PROBLEM DESCRIPTION:
Begin with the line containing "[point] at the child's drawing" and copy each line exactly through the last line of the entries, inclusive.

DATA TO USE:
+++++

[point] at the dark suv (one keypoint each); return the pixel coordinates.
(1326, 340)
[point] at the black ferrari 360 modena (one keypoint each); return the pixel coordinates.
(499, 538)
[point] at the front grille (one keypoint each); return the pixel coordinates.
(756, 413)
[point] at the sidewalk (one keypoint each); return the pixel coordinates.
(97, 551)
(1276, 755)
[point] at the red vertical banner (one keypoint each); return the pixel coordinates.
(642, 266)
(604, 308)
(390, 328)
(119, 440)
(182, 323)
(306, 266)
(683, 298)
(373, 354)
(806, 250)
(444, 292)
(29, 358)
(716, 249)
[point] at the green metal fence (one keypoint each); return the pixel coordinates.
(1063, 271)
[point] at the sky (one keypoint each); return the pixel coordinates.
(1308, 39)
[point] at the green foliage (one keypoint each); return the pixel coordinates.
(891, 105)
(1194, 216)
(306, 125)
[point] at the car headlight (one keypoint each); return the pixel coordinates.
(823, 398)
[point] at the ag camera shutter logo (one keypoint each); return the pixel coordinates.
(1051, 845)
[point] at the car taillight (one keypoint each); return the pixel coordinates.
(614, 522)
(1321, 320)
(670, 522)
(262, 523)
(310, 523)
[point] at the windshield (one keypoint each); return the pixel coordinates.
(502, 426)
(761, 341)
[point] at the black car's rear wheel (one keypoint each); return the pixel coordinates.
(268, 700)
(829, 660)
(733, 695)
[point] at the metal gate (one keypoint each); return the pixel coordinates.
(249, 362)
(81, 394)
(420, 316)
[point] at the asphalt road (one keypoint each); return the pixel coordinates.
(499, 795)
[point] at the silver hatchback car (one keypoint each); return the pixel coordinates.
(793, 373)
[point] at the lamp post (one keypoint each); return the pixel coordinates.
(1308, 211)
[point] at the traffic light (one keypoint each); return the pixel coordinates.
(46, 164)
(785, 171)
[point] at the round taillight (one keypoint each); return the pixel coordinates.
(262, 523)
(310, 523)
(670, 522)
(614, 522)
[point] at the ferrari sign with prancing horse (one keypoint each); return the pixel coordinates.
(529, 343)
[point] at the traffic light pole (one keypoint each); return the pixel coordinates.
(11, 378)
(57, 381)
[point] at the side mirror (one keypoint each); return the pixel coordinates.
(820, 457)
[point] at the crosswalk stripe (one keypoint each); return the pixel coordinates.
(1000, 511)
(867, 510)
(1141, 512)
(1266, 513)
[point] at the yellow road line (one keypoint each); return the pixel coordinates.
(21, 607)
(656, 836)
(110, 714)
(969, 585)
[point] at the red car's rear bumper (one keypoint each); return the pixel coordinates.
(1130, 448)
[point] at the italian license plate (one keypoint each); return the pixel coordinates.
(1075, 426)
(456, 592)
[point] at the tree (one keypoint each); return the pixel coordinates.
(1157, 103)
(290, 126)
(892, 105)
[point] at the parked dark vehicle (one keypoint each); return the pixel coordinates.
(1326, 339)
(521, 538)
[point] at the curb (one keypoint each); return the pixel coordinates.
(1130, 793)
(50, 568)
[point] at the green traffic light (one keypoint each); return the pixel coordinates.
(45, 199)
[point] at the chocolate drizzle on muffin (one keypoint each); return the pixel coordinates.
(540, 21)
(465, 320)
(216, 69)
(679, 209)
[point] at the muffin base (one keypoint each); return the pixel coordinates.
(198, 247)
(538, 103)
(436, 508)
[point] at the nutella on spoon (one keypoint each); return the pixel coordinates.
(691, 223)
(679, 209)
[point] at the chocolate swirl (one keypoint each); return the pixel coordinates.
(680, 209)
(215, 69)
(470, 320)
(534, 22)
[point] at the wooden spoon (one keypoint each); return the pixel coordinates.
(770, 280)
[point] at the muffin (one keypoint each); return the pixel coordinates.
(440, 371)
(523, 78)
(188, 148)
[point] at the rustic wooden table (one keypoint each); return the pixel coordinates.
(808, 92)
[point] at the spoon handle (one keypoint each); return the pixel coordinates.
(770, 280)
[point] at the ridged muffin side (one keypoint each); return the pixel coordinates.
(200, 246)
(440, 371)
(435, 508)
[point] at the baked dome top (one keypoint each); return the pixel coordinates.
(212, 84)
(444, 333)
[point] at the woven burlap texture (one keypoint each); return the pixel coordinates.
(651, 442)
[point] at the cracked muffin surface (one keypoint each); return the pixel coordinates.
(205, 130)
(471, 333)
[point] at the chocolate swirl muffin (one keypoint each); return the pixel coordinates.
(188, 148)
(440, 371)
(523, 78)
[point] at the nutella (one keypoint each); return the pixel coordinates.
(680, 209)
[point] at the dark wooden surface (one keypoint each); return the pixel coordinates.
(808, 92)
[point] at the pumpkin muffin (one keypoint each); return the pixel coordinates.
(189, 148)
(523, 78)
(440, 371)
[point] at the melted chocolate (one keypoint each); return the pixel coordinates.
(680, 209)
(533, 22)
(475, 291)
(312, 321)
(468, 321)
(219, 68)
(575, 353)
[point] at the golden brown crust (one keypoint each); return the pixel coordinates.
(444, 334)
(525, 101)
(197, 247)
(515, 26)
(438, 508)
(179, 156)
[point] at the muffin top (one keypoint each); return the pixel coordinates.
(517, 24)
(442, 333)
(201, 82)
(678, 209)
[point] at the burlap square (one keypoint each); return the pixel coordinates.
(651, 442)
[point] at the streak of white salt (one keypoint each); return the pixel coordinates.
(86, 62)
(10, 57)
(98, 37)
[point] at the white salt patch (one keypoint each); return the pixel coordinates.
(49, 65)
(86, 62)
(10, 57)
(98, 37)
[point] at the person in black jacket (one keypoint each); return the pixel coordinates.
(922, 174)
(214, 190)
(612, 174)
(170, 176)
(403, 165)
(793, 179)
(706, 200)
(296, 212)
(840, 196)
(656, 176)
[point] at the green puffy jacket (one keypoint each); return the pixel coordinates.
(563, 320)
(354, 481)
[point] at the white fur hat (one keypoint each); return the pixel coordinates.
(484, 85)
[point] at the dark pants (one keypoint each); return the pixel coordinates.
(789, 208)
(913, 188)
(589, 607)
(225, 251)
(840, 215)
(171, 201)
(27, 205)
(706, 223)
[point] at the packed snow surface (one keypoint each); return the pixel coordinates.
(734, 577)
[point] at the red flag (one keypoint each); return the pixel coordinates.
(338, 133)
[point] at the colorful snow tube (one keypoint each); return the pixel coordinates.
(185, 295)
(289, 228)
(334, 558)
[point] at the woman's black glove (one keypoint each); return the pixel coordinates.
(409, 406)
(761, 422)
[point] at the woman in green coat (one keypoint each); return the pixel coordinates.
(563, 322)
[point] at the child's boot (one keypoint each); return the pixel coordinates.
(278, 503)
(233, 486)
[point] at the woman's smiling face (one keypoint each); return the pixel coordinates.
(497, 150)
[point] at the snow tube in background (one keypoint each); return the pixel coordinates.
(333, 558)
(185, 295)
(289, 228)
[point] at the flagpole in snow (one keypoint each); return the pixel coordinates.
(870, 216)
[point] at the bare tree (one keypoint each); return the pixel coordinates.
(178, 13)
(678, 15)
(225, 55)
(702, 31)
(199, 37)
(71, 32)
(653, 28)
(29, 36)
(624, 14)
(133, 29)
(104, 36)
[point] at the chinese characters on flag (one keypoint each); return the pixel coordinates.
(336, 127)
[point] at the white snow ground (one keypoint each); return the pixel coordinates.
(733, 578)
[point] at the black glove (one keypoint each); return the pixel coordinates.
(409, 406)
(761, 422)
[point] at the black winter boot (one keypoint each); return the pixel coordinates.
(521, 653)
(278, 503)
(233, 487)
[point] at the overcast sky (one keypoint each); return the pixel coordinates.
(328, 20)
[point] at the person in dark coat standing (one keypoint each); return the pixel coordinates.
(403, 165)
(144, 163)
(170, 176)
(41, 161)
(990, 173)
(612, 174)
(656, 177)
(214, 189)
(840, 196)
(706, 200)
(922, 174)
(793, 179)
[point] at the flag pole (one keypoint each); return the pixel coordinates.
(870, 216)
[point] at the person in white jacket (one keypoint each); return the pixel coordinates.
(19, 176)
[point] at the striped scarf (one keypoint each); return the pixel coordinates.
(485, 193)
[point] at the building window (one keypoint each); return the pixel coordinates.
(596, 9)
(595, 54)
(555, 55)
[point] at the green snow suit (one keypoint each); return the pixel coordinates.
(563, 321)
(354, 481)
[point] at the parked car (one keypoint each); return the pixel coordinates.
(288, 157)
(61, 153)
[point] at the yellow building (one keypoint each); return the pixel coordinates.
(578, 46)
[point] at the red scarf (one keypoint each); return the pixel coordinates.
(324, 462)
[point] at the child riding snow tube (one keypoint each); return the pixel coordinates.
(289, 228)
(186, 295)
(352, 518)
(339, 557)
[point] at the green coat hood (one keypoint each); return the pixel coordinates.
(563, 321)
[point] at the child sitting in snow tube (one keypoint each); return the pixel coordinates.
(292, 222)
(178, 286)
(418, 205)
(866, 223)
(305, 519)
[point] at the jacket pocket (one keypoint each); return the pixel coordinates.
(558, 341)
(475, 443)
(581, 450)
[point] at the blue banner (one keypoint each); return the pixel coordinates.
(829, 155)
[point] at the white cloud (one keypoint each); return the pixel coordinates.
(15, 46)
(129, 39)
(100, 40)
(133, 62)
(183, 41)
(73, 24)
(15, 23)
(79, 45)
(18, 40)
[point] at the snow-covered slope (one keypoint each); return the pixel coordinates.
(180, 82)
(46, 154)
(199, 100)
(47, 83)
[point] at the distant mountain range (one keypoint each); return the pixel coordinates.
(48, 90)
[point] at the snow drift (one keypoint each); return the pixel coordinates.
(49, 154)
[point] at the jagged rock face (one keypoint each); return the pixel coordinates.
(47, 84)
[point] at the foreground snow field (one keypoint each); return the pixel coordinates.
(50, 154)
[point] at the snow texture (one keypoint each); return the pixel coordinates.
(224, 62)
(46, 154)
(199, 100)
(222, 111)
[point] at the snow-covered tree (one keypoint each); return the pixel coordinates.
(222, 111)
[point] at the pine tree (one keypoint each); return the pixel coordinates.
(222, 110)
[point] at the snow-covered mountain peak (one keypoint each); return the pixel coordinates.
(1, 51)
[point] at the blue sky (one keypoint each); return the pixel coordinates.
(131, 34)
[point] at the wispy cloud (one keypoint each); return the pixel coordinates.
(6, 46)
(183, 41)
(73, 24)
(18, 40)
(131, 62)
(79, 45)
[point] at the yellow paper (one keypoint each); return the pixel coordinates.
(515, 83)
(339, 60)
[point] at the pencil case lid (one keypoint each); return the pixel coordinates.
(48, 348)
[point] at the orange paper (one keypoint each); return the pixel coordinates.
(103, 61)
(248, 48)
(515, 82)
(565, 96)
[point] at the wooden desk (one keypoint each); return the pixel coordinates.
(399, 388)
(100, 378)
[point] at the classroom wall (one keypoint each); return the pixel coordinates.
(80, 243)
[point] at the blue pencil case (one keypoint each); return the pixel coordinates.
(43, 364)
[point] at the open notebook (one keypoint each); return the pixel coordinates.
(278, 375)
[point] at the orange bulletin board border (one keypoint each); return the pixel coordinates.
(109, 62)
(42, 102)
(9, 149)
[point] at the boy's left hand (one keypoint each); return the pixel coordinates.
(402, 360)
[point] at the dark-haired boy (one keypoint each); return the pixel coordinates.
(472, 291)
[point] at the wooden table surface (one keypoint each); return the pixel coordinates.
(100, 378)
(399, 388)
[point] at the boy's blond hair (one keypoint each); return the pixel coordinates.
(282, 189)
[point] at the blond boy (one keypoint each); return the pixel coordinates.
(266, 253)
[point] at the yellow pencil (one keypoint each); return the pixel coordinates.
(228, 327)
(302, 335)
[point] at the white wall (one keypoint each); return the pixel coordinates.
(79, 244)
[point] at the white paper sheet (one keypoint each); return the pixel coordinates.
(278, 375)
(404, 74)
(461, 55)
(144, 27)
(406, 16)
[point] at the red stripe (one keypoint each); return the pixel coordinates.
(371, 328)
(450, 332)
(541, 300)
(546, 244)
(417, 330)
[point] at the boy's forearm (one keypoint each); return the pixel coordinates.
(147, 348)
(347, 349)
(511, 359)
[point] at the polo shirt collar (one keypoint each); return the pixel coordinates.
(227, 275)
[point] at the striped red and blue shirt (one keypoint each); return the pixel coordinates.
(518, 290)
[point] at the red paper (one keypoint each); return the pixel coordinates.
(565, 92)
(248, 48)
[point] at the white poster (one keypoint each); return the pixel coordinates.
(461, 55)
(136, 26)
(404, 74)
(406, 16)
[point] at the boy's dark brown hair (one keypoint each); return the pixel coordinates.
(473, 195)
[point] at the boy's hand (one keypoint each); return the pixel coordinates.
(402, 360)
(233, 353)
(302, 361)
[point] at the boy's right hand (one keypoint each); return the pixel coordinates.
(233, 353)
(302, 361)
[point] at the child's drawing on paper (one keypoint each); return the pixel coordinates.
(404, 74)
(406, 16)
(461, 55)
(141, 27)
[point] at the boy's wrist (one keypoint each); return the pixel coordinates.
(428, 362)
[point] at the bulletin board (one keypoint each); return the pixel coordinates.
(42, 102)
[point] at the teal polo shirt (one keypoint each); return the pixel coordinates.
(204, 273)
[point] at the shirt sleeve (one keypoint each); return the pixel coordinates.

+++++

OUTPUT OF THE EXERCISE:
[point] at the child's drawing on paper (one keypoint each); return the pixel coordinates.
(404, 74)
(406, 16)
(461, 55)
(141, 27)
[point] at the boy's wrist (one keypoint each); return the pixel coordinates.
(428, 362)
[point] at the bulletin board (one keypoint each); return the pixel coordinates.
(42, 102)
[point] at the teal polo shirt (one keypoint each); return the pixel coordinates.
(204, 273)
[point] at the shirt sleeve (one keypoint each); return the pixel coordinates.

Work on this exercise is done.